> **Challenge**: Return every line of the items below that contains the string "ceiling". Case counts, so match uppercase and lowercase letters exactly.

-- begin Material provided --

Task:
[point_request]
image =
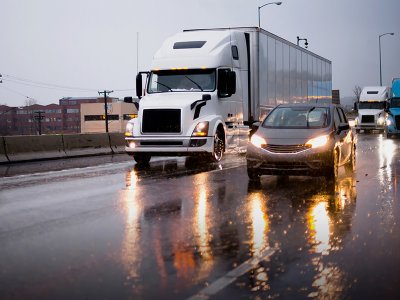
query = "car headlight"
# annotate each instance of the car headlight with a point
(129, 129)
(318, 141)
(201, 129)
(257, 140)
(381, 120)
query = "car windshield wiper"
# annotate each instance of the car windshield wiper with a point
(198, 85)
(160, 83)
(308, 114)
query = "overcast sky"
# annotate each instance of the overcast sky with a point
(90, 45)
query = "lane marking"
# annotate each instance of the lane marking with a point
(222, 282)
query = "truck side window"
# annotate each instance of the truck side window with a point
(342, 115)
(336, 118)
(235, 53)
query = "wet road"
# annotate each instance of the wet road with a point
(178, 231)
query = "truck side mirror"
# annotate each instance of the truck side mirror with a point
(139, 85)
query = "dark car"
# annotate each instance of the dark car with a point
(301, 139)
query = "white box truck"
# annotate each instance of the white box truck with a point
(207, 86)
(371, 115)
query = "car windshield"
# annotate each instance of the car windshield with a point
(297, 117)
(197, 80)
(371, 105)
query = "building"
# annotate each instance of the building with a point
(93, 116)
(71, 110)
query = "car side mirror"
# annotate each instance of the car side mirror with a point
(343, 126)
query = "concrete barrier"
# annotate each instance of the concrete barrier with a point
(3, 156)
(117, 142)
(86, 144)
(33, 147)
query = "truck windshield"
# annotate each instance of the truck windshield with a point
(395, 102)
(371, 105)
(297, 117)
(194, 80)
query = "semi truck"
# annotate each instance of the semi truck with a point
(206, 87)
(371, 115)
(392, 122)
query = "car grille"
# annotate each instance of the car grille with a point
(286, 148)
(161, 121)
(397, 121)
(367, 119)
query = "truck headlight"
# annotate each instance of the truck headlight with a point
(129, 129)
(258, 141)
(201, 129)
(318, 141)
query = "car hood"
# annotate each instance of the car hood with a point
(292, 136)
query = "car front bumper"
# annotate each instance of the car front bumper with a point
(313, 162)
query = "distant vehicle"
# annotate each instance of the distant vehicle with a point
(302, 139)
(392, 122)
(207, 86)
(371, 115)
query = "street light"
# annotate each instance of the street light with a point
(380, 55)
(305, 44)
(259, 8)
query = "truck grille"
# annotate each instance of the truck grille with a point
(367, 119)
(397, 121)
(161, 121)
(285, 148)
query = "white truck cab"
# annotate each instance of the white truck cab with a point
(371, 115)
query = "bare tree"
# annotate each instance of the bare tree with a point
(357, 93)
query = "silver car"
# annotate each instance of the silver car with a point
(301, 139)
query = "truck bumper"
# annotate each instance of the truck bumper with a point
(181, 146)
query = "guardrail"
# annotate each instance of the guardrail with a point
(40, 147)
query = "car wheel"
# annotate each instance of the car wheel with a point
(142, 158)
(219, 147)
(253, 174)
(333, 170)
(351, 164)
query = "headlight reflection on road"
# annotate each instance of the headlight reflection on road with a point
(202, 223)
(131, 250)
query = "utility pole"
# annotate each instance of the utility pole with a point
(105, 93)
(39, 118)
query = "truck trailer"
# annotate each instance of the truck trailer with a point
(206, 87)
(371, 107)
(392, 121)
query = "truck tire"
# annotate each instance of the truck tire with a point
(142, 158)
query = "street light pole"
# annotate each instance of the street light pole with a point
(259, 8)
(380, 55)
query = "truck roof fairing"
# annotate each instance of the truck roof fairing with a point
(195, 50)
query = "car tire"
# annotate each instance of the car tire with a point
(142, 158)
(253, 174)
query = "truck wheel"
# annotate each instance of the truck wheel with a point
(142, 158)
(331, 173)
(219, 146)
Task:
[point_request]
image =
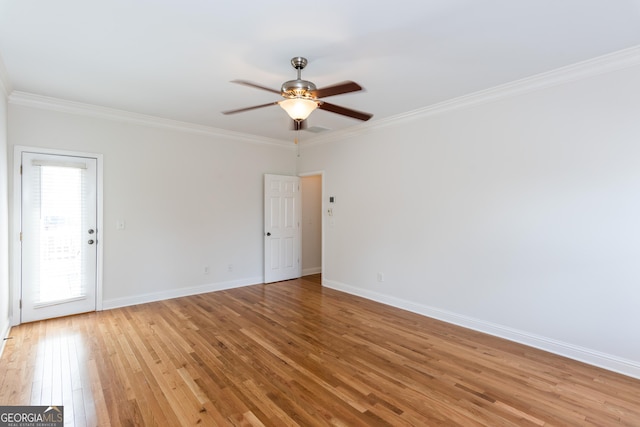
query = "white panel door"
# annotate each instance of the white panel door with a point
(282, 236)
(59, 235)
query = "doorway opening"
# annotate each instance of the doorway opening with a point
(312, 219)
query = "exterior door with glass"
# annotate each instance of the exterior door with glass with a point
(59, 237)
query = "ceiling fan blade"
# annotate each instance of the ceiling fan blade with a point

-- end Material provided --

> **Answer to the problem**:
query = "ceiling fan blade"
# annotate each instance of the ceiling fan blade with a point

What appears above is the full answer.